### Trecho do texto:
········

Os senadores ouviram ainda as considerações da doutora Margareth Dalcomo, pesquisadora da Fundação Oswaldo Cruz (Fiocruz). A especialista condenou a utilização de alguns fármacos, que considerou estarem sendo usados de forma “arbitrária” no tratamento do novo coronavírus. Segundo ela, essas drogas não passam de “saquinhos da ilusão”.
– São antibióticos que não têm a menor indicação para uma doença que é viral, antibiótico é remédio usado em doença causada por bactéria, misturando com vitaminas, com zinco, com corticosteroides, que é um medicamento que só tem indicação em casos específicos de covid-19, com critério médico abalizado naturalmente, e isso mais com anticoagulante, o que piora mais ainda a situação. Anticoagulante também tem indicação na covid-19, porém deve ser usado criteriosamente a partir da avaliação de determinados marcadores clínicos da covid, com os quais nós estamos muito acostumados a lidar – avaliou.
Ao fim, associo-me em parte ao artigo “A cura do Bálsamo Alemão”, escrito pelo prefeito de Cachoeirinha Miki Breier e publicado nesta segunda no Correio do Povo.
Siga na íntegra e, abaixo, concluo.
“…
Em uma conversa com minha mãe, ela me contou sobre a epidemia de meningite vivida no ano 1971. Eu tinha apenas cinco anos à época e tenho uma vaga lembrança de alguns vizinhos que precisavam ir ao hospital de ambulância.
Alguns historiadores afirmam que o governo militar tentou esconder a doença, o que acarretou num grande número de óbitos. Mas o que me causou surpresa foi a convicção da Dona Ives ao afirmar que usava Bálsamo Alemão para evitar que fôssemos infectados pela doença. Misturava algumas gotas em uma colher com açúcar e fazia os filhos ingerirem. Além disso, espalhava algodões embebidos no líquido pelos cômodos da casa, acreditando que o odor ajudava a espantar a moléstia.

········

### Trechos do material:

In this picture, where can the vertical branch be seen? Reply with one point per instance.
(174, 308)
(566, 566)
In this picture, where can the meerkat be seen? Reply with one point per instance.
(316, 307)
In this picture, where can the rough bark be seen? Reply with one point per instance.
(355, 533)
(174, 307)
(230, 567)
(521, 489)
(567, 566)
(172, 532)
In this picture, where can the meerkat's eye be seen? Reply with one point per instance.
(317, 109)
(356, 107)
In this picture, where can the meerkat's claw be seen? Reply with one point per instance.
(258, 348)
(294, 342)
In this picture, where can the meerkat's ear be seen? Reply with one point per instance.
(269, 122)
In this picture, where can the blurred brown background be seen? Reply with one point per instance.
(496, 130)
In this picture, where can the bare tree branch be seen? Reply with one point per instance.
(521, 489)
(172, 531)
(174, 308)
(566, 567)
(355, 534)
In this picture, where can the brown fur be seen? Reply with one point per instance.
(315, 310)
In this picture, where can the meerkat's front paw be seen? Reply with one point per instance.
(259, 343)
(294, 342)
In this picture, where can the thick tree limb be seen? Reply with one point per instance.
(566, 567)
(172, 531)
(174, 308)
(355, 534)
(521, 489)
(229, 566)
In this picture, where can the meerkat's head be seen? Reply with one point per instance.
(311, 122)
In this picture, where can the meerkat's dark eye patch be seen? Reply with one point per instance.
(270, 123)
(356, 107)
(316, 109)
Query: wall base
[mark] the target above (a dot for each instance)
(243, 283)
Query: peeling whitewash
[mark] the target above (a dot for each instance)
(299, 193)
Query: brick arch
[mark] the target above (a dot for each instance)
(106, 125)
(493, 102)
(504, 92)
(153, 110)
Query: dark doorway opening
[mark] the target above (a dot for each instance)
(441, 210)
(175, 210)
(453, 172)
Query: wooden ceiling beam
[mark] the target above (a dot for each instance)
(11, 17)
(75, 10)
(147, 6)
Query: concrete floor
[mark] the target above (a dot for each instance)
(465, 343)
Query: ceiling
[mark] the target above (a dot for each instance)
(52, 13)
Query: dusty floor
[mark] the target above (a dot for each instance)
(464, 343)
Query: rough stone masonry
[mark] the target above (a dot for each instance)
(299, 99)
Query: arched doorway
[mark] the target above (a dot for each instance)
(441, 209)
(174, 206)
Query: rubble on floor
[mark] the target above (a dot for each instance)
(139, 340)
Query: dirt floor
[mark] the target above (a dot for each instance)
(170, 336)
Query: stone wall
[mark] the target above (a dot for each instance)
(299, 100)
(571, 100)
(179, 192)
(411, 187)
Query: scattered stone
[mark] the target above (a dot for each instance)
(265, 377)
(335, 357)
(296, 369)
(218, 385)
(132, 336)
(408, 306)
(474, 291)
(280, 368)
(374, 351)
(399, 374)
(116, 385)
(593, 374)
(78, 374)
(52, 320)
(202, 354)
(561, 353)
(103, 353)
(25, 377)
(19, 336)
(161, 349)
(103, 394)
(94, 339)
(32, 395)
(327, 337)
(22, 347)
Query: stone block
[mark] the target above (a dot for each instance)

········

Escreva a continuação do texto sobre os remédios contra a covid-19 e o Bálsamo Alemão, começando logo depois da última frase apresentada. O material vem de outra fonte.

Muitos, ainda hoje, são usuários contumazes do bálsamo. Feito à base de vitamina E, afirma fortalecer a imunidade e defender o organismo. Este texto, contudo, não é sobre o suplemento e sua eficácia. Nem tenho condições de avaliar isso. Por isso, escrevo sobre a crença de minha mãe. E a fé que ela depositava em algo que protegesse nossa família.
Diante do inesperado e das incertezas, é natural que busquemos alívio, conforto e, principalmente, esperança. De algum modo, guardada as proporções, é o que ocorre hoje quando muitos defendem os mais variados tratamentos para a Covid-19, sejam profiláticos ou não.
Enquanto essa questão divide opiniões e favorece debates ideológicos, há uma esperança real e comprovada: a vacina. Se a automedicação gera imensos riscos, a imunização oferece a possibilidade de retomada das nossas vidas, de nossos empregos e da economia do país.
Não é momento de focar no que nos divide. É tempo de focar no que nos une. De ter fé, de acreditar que algo maior olha por nós mesmo em meio a tantas dores. É hora da vacina e, mais do que nunca, de oração. E, antes que você pergunte, a Dona Ives concorda com isso.
…”.
Sigo eu.
É isso: “Enquanto essa questão divide opiniões e favorece debates ideológicos, há uma esperança real e comprovada: a vacina. Se a automedicação gera imensos riscos, a imunização oferece a possibilidade de retomada das nossas vidas, de nossos empregos e da economia do país”.
O adendo que faço ao artigo de Miki – que por óbvio foi escrito com todo cuidado político que exige o cargo de prefeito “de todos” – é que não reputo cloroquina, mesmo receitada por médicos, como parâmetro para o maternal ‘Bálsamo Alemão’, cuja aplicação não encontro registro de vidas perdidas pelo uso.
Como em ’Kit covid’: O risco da incompreensão do ’tratamento precoce’ em Gravataí, que publiquei em março, concluo que "só um psicopata não gostaria que existisse algum tratamento precoce. Assim como só um criminoso torceria contra as vacinas".
Infelizmente, na guerra pela vacina, quando podia fazer, o Brasil quase nada fez; e o quase nada ainda fez lentamente.